Exercise prompt:
Summarize the forum discussion on battery packs below in two sentences.

Document segment:
--- begin ---

But taking all the necessary precautions, and keeping an eye on things as the packs age, can help to prevent any safety issues from popping up.
Capacity differences are really just a performance concern, not an inherent safety issue. The lowest capacity p-group determines the performance (range) for the entire pack.
I don’t think this is even possible unless the multimeter is internally fked. I’m trying to think of how you could do it with a working multimeter and by only connecting the probes to the battery and I can’t think of any way that could happen even if you wanted to short the battery with it. The probe tips are too small and if you can touch both terminals of your pack with one probe then your pack would have already fried itself. the distance is short enough that the current could arc through the air
Well you could either have it on current measuring mode, instead of resistance measuring mode, or, the more likely option IMHO, is you could accidentally touch the two probes together (to each other) while they are stuck inside the female XT connector.
Either of which will probably give you a very, very sharp reminder on how extremely important it is not to do this.
@Crate I would recommend not connecting these in parallel. If you want the jump pack, I would treat is as a second pack and set up some kind of switching system with loopkeys or other, to change between main pack and jump pack.
Keeping everything separate for charging and discharging is just simpler and safer IMO. I think @dskate did something with switchable packs on one of his builds. Spruce moose?
I did. I had two 10S3P packs inside a wooden enclosure on the deck. I wired it so I could swap a loop key from one port to another on the enclosure and switch between the batteries. Worked great. Here is the diagram for how it was wired. I ended up putting a few of the elements in different locations (lcd battery screens, didnt end up doing the underglow etc) but the wiring followed the layout shown here.
I really like the dual loopkey input with single key design. As soon as you feel your battery start to sag, you pull out the key and plug it into the other pack. Boom - no sag!
Yeah worked great! I’m considering adding a similar design on my current build so I can do an additional top mount auxiliary pack for longer rides. Then be able to not have it when I don’t need the extra range.

--- end ---

Stored rows:
--- begin ---

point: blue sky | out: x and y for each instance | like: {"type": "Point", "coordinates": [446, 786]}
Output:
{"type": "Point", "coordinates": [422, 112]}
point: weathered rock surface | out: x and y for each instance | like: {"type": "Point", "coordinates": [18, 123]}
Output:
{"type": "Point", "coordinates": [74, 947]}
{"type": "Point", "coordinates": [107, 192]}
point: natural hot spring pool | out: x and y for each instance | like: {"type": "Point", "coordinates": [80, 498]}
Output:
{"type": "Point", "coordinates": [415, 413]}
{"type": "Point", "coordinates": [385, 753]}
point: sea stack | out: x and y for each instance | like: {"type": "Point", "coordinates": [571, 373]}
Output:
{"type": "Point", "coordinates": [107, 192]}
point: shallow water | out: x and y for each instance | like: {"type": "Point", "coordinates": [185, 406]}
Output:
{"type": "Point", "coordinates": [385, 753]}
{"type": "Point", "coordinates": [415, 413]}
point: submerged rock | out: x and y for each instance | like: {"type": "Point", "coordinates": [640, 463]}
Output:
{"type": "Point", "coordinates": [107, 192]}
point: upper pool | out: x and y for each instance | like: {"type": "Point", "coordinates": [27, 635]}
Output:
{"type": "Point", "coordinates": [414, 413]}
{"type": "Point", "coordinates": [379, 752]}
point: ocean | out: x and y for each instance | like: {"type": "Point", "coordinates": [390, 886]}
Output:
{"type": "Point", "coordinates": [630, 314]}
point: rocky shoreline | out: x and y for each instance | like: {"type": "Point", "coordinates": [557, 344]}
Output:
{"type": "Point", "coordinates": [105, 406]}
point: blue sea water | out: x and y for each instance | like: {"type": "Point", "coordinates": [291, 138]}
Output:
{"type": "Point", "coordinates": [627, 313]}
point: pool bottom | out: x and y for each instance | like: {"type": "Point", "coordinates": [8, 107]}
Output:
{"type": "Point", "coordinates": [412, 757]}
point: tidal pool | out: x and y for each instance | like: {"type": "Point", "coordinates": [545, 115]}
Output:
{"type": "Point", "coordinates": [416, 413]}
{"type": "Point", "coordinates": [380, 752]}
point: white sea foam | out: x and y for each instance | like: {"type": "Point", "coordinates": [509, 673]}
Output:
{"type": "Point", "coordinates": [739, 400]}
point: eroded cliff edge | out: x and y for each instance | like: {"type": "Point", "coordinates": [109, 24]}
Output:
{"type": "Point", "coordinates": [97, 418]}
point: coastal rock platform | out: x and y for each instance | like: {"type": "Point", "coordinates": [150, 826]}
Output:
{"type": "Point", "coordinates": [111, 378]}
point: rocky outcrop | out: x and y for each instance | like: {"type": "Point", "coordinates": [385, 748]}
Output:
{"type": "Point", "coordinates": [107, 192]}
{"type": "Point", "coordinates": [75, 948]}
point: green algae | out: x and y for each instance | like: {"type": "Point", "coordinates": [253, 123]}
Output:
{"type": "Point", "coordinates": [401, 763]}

--- end ---

Written solution:
The discussion explains that capacity differences between parallel groups affect only a pack's range, not its safety, and that a multimeter can cause a short if it is left in current-measuring mode or if its probes touch each other inside the female XT connector. Rather than wiring a second pack in parallel, one participant recommends treating it as a separate pack selected with loop keys, and another describes a build with two 10S3P packs where a single loop key could be moved between two ports to switch batteries.